**WHAT IS REQUIRED**
A word-for-word printout of the whole listing is needed.

**SOURCE RECORDS**
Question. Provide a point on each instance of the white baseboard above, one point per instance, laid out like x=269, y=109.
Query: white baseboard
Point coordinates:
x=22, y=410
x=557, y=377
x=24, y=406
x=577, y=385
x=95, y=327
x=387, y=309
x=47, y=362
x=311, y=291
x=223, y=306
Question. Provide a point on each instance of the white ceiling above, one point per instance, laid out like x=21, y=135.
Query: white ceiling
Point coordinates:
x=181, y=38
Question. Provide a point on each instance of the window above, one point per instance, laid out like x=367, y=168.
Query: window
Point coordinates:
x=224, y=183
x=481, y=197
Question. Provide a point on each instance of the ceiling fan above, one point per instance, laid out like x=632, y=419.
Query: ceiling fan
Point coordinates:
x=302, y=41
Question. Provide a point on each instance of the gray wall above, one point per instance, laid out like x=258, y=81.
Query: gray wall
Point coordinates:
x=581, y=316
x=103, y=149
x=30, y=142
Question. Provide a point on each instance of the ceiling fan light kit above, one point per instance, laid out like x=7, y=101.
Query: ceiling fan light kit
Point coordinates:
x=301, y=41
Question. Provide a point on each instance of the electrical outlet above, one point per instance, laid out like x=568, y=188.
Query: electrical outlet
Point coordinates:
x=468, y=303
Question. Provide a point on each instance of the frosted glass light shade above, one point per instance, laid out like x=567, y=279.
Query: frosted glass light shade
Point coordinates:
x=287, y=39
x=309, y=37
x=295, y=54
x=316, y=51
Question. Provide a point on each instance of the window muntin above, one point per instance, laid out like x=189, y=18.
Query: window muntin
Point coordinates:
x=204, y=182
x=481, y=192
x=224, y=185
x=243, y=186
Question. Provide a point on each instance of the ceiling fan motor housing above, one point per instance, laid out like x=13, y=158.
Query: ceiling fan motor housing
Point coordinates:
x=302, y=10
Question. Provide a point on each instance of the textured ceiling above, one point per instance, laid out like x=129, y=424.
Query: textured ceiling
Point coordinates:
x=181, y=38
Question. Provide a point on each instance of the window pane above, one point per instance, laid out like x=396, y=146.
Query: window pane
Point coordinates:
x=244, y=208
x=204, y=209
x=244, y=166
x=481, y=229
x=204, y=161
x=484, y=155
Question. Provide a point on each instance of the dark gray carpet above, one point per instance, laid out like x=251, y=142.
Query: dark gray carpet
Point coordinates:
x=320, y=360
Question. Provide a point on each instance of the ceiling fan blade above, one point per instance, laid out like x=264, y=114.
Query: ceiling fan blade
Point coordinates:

**RESPONSE AREA**
Question. Provide a point on each instance of the white baseboard above, one point per instance, laid out like x=269, y=109.
Query: white baseboard
Point coordinates:
x=22, y=410
x=557, y=377
x=24, y=406
x=577, y=385
x=95, y=327
x=387, y=309
x=47, y=362
x=311, y=291
x=223, y=306
Question. Provide a point on each instance of the white ceiling above, one point per instance, laid out like x=21, y=135.
Query: white ceiling
Point coordinates:
x=181, y=38
Question. Provide a point on each instance of the window above, one point per instance, laid out like x=367, y=168.
Query: window
Point coordinates:
x=224, y=183
x=481, y=197
Question. Provide a point on each instance of the ceiling fan above, one point per instance, laid out like x=632, y=419.
Query: ceiling fan
Point coordinates:
x=302, y=41
Question. Provide a point on each instance of the gray wall above, one point per instance, laid out like x=258, y=81.
Query: gray wall
Point coordinates:
x=581, y=316
x=103, y=149
x=30, y=142
Question. Provide a point on each instance of the ceiling fan light kit above, one point per instance, laid out like x=7, y=101.
Query: ceiling fan light kit
Point coordinates:
x=301, y=41
Question. Provide a point on each instance of the electrical outlet above, one point per instance, laid out like x=568, y=188.
Query: electrical outlet
Point coordinates:
x=468, y=303
Question. Provide a point on each instance of the frosted glass light shade above, one point per instance, laid out like x=567, y=279.
Query: frosted glass light shade
Point coordinates:
x=287, y=39
x=309, y=37
x=295, y=54
x=316, y=51
Question. Provide a point on each instance of the window muntin above, one point per instance, laid out like x=189, y=18.
Query: window muntin
Point coordinates:
x=204, y=182
x=481, y=192
x=224, y=185
x=243, y=186
Question. Provide a point on each instance of the ceiling fan motor housing above, one point per instance, laid out like x=13, y=158.
Query: ceiling fan motor housing
Point coordinates:
x=302, y=10
Question. Provide a point on each instance of the textured ceiling above, one point per instance, laid out like x=129, y=424.
Query: textured ceiling
Point coordinates:
x=181, y=38
Question. Provide a point on each instance of the window pane above, one point per instance, laid out like x=396, y=146.
Query: window pane
Point coordinates:
x=244, y=208
x=204, y=209
x=244, y=166
x=481, y=229
x=204, y=161
x=484, y=155
Question. Provide a point on each instance of the dark gray carpet above, one point per instance, laid out like x=251, y=142.
Query: dark gray carpet
Point coordinates:
x=320, y=360
Question. Provide a point on each instance of the ceiling fan blade above, one point per instance, laid out like x=264, y=114.
Query: ceiling fan blade
Point coordinates:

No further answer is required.